## What the task asks
Rewrite the records as a JSON list of strings, one string per line, from the start of the records up to and including the line with "positive clicks: (259, 166)". Leave out blank lines and the pictures.

## Data for processing
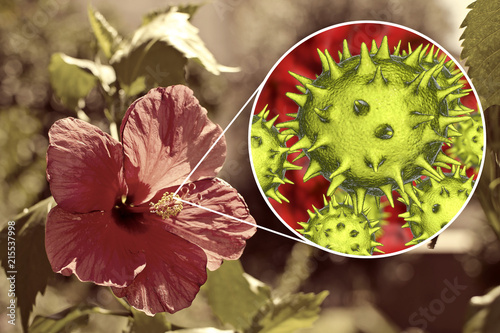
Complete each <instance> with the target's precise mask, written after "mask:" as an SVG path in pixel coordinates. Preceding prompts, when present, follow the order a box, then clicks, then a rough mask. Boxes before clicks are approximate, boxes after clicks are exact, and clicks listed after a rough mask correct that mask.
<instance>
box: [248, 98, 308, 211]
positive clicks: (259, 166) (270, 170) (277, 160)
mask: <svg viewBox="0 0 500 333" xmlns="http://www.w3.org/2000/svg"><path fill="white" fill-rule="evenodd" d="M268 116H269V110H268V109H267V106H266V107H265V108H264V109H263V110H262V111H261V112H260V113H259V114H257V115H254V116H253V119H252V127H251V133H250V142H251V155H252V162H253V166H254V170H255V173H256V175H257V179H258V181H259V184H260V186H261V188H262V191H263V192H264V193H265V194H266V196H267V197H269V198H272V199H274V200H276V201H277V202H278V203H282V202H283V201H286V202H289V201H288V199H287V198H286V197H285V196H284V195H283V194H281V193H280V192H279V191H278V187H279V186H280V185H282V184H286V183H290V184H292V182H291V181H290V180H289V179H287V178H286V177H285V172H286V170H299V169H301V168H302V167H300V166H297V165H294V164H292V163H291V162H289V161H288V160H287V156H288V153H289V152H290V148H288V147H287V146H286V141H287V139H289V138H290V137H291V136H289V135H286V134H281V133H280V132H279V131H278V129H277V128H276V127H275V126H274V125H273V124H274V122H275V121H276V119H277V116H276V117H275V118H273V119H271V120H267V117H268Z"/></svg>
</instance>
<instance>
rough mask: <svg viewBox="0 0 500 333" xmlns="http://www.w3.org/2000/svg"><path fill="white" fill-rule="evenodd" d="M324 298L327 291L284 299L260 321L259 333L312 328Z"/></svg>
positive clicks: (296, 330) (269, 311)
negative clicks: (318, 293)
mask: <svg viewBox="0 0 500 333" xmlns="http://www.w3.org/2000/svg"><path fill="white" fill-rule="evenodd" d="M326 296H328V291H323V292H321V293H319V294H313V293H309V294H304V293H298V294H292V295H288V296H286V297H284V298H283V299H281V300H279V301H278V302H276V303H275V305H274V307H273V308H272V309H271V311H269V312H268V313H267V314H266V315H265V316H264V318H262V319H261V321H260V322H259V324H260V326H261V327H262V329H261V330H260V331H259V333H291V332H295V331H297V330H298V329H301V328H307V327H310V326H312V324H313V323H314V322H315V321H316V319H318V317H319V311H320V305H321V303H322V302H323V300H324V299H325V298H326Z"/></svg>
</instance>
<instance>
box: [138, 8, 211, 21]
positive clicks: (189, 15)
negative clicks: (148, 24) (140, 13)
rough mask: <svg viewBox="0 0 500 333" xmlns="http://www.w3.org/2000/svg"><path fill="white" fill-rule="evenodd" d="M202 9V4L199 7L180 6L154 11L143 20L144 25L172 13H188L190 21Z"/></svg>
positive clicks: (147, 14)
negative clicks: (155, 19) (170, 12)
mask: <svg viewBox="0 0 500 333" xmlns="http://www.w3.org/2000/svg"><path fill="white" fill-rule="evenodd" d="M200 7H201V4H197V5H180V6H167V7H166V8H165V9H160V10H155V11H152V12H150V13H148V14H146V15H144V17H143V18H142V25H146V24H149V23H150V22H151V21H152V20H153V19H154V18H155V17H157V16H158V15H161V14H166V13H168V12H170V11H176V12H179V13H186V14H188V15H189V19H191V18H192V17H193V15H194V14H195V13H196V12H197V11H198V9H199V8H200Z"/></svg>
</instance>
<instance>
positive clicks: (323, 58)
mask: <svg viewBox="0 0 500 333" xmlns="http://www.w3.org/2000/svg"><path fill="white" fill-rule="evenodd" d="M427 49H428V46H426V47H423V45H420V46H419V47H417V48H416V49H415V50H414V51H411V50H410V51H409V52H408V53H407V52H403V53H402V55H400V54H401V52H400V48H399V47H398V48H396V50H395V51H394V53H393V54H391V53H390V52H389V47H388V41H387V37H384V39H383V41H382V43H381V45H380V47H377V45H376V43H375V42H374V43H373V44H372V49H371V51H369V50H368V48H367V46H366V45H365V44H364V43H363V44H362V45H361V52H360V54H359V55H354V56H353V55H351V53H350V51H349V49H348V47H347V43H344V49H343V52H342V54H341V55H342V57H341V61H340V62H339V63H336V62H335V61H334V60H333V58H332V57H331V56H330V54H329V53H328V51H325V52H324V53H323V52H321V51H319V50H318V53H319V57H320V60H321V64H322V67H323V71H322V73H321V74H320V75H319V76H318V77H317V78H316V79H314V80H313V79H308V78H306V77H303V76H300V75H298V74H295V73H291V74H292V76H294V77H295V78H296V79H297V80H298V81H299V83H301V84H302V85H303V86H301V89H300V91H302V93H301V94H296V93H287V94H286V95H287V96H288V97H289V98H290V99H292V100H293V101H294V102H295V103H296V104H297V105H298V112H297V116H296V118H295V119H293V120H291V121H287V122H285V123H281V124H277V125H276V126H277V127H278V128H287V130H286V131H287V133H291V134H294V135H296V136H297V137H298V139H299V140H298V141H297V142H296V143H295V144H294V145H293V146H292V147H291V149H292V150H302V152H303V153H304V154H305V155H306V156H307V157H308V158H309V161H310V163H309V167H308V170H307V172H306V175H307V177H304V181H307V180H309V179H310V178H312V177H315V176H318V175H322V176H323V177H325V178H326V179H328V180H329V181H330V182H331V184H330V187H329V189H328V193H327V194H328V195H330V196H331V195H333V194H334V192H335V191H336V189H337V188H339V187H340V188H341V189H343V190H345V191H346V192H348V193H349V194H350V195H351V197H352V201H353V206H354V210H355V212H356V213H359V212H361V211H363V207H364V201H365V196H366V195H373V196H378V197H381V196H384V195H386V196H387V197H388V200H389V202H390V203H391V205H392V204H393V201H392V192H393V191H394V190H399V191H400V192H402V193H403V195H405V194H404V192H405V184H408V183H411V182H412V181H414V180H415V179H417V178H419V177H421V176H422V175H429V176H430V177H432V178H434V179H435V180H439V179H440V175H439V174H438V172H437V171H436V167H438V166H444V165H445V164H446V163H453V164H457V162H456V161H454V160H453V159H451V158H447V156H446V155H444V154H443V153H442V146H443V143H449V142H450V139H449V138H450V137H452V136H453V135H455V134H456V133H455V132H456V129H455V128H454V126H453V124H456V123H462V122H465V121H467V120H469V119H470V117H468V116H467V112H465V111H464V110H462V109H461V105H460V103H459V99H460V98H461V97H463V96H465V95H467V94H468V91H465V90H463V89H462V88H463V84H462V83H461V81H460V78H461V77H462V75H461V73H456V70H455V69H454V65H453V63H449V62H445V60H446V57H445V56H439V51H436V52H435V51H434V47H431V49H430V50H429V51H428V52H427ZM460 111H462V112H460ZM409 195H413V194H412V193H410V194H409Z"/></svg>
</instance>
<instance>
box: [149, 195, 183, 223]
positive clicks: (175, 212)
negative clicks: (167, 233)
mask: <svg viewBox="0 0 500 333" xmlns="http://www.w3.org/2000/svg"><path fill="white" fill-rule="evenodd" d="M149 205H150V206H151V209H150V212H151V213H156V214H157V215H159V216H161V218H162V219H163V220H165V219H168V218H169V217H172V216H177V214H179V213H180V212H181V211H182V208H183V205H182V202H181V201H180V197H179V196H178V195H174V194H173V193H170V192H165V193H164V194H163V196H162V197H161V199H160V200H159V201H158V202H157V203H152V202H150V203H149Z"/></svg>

## Solution to this exercise
[
  "Complete each <instance> with the target's precise mask, written after \"mask:\" as an SVG path in pixel coordinates. Preceding prompts, when present, follow the order a box, then clicks, then a rough mask. Boxes before clicks are approximate, boxes after clicks are exact, and clicks listed after a rough mask correct that mask.",
  "<instance>",
  "box: [248, 98, 308, 211]",
  "positive clicks: (259, 166) (270, 170) (277, 160)"
]